** AIM **
Pull out every line in the records that contains the word "button", and list those lines.

-- RAW RECORDS start --

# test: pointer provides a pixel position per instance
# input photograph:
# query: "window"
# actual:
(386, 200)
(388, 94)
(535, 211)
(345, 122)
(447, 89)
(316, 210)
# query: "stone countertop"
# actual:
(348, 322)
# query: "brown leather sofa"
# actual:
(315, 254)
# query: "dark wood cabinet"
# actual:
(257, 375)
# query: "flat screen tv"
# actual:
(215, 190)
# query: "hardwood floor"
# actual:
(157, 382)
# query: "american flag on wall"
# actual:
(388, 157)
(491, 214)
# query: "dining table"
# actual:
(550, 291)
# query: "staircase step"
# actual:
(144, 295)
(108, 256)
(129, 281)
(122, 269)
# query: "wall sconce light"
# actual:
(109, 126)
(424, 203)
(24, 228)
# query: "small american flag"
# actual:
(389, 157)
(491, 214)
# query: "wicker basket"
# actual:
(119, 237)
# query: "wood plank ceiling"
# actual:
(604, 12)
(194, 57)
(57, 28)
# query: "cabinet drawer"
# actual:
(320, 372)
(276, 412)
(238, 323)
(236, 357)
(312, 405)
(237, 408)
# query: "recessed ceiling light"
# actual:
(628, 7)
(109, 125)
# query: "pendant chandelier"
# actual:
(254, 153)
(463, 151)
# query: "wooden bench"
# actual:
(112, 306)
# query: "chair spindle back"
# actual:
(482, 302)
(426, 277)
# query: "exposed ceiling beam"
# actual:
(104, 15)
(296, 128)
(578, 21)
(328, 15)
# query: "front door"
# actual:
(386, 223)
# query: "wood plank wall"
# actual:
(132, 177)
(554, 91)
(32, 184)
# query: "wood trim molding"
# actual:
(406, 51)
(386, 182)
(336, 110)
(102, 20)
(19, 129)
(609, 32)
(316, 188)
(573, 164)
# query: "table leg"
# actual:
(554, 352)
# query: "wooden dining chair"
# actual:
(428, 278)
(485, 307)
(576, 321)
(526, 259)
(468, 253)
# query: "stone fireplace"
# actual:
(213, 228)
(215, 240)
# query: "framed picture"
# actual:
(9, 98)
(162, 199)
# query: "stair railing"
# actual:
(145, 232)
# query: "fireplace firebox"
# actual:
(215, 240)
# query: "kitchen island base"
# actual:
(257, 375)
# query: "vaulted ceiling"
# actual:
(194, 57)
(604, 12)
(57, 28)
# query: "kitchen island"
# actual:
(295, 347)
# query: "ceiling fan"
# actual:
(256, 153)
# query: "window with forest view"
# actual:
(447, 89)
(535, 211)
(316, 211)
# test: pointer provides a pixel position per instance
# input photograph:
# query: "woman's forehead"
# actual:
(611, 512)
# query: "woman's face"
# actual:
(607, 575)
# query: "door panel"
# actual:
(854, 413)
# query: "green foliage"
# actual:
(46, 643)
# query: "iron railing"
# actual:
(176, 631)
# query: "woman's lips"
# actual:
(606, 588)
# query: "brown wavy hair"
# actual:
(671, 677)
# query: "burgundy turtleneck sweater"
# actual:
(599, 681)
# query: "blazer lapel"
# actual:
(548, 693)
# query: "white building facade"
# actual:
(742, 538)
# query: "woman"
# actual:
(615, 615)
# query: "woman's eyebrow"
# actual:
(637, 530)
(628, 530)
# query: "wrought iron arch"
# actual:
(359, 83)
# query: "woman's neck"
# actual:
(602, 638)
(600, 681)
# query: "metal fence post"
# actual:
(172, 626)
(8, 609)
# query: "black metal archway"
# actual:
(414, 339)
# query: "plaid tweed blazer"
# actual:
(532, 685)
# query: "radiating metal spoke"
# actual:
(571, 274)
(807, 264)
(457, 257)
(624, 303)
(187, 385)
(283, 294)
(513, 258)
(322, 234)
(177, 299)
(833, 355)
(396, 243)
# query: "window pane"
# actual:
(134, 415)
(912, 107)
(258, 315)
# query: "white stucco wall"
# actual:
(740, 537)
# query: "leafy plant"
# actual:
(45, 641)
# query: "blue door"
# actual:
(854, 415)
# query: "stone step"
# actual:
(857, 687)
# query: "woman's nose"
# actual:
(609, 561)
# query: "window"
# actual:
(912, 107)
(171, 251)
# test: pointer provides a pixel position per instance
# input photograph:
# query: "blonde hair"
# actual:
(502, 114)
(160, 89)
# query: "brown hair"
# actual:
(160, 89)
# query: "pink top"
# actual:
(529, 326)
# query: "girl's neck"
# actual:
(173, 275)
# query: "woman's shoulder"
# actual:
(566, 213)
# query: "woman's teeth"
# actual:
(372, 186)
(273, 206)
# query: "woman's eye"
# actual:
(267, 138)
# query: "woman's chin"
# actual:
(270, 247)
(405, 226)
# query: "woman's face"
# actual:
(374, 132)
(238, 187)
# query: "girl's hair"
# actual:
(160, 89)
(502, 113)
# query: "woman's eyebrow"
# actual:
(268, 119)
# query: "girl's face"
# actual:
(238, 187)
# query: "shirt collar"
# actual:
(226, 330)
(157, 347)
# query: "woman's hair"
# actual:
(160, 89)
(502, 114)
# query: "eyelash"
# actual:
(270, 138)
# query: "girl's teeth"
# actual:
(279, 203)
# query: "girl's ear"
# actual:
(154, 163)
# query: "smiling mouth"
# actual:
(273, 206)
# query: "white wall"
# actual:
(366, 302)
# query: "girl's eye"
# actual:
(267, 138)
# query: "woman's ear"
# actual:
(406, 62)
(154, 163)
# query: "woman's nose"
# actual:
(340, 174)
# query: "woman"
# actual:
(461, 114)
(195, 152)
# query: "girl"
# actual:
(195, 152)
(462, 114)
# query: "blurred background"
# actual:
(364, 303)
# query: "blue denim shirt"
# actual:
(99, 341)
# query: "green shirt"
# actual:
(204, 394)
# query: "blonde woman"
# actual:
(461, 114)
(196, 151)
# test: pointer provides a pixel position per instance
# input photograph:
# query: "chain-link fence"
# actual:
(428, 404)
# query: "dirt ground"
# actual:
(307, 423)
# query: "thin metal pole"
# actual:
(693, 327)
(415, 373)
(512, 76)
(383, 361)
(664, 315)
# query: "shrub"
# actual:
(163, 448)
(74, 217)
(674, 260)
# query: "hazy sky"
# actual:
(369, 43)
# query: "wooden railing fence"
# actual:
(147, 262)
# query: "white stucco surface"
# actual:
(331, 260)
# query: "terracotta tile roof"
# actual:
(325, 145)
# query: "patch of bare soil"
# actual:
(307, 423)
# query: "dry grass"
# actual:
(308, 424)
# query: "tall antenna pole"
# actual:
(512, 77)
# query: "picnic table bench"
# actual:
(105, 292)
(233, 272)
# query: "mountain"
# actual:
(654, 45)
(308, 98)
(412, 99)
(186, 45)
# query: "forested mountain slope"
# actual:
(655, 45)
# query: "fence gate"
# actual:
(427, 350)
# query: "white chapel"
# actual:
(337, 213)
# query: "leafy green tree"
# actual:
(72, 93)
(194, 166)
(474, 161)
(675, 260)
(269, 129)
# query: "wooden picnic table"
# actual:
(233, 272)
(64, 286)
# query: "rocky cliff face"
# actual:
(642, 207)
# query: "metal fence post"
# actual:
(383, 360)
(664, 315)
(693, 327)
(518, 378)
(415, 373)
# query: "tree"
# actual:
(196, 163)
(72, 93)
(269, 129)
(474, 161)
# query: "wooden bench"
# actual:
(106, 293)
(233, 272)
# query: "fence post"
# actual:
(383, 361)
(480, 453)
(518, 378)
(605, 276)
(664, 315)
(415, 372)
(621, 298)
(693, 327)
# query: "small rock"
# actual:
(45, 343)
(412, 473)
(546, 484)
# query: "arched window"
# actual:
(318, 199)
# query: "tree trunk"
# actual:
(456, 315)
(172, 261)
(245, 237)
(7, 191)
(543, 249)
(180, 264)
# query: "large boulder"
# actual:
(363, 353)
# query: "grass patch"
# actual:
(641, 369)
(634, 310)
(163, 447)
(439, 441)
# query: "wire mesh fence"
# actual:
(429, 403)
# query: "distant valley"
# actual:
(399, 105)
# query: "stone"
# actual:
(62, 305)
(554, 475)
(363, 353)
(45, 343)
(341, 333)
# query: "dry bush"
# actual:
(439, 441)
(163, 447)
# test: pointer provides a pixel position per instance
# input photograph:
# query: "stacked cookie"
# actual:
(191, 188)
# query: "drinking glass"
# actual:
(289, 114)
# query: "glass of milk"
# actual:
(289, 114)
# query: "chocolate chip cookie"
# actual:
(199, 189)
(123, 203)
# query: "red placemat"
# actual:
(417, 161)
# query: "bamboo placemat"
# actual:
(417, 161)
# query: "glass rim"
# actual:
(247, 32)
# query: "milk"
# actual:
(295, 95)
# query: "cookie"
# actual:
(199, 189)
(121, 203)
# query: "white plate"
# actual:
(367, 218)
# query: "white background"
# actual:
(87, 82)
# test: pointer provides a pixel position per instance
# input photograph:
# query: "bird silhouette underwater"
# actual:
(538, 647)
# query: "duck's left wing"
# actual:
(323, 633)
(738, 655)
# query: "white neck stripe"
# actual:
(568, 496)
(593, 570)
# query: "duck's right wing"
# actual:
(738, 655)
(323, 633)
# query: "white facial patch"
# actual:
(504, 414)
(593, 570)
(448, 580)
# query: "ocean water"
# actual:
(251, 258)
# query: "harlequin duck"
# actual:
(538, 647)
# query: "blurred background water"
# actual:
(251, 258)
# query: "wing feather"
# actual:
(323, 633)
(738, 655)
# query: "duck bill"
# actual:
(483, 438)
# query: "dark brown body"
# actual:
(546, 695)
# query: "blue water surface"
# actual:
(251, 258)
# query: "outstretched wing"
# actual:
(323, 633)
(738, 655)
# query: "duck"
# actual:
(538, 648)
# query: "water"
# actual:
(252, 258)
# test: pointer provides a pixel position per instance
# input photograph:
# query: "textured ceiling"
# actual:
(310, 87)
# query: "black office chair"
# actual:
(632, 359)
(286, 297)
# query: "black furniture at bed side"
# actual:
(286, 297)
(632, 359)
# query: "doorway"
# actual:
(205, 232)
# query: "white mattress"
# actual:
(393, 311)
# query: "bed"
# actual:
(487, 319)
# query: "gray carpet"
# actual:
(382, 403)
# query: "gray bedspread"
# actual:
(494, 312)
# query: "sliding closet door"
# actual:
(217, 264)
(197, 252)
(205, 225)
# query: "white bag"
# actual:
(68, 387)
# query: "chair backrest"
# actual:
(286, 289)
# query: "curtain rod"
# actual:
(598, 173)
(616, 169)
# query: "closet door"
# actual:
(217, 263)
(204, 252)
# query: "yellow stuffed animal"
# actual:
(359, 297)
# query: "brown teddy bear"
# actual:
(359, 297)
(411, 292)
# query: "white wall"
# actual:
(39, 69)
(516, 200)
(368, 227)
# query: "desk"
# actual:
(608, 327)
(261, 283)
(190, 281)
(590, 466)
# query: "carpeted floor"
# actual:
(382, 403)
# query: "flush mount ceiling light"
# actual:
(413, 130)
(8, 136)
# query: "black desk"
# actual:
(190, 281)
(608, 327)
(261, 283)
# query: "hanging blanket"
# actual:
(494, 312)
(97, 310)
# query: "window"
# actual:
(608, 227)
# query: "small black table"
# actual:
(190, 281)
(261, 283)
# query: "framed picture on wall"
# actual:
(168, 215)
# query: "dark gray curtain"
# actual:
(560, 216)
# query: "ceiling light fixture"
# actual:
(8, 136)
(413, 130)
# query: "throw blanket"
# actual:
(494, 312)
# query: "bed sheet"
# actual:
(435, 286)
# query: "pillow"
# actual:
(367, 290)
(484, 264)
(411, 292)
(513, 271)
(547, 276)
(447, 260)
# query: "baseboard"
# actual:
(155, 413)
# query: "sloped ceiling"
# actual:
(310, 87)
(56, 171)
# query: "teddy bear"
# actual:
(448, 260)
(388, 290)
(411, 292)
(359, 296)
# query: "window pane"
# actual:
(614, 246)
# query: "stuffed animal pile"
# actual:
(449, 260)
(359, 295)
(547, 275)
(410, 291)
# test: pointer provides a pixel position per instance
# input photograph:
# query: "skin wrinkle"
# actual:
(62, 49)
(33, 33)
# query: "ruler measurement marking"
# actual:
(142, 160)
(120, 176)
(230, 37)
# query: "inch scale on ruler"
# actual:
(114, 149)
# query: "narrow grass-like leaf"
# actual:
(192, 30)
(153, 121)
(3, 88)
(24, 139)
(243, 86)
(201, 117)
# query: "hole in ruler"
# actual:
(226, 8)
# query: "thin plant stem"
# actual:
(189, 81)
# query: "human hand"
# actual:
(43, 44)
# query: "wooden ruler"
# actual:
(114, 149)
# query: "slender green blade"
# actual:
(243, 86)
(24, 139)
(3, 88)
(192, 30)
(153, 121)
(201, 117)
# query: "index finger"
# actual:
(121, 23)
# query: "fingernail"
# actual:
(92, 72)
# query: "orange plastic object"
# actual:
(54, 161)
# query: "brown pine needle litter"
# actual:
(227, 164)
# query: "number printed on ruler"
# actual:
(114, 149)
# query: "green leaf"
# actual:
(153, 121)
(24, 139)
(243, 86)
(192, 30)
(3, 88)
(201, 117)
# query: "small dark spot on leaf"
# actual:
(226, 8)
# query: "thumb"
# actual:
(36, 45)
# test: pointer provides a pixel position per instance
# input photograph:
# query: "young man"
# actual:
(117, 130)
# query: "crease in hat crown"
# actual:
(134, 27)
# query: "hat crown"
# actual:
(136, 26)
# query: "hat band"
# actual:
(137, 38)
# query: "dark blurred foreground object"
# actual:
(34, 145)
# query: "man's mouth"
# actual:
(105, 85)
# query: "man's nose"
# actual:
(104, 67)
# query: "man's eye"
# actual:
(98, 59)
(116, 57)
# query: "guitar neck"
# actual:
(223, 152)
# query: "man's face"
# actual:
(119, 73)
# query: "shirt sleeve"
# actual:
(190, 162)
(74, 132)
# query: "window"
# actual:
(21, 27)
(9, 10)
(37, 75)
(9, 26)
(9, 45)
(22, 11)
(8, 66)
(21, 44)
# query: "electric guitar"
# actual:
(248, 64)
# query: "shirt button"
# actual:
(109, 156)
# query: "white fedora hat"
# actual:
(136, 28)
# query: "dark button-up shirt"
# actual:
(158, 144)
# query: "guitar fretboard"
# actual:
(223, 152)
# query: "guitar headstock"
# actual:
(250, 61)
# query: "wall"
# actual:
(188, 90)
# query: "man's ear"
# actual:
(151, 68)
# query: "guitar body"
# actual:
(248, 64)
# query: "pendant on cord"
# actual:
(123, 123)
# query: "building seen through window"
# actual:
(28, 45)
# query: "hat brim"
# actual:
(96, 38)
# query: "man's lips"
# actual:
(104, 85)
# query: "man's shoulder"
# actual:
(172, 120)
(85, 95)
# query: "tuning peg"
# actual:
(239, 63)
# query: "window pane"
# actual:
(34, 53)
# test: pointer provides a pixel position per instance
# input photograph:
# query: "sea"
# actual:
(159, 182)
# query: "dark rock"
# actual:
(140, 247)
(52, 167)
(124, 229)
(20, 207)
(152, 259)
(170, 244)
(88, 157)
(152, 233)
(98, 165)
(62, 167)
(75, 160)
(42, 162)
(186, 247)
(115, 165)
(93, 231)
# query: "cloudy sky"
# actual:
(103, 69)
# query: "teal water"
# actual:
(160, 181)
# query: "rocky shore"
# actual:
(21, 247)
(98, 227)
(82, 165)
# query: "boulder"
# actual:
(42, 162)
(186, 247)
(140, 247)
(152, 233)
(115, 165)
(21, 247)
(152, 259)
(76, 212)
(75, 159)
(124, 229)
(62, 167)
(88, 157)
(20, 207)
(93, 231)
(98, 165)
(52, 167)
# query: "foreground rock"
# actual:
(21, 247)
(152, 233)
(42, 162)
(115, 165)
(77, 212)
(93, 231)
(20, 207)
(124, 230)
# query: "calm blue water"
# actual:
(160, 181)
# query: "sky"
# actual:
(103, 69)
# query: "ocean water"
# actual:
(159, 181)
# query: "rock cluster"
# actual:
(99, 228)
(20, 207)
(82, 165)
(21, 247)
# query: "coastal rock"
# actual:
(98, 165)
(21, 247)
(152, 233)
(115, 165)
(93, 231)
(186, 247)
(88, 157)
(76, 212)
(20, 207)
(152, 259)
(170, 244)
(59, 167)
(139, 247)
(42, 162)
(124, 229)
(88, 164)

-- RAW RECORDS end --

** EXERCISE OUTPUT **
# query: "shirt button"
# query: "dark button-up shirt"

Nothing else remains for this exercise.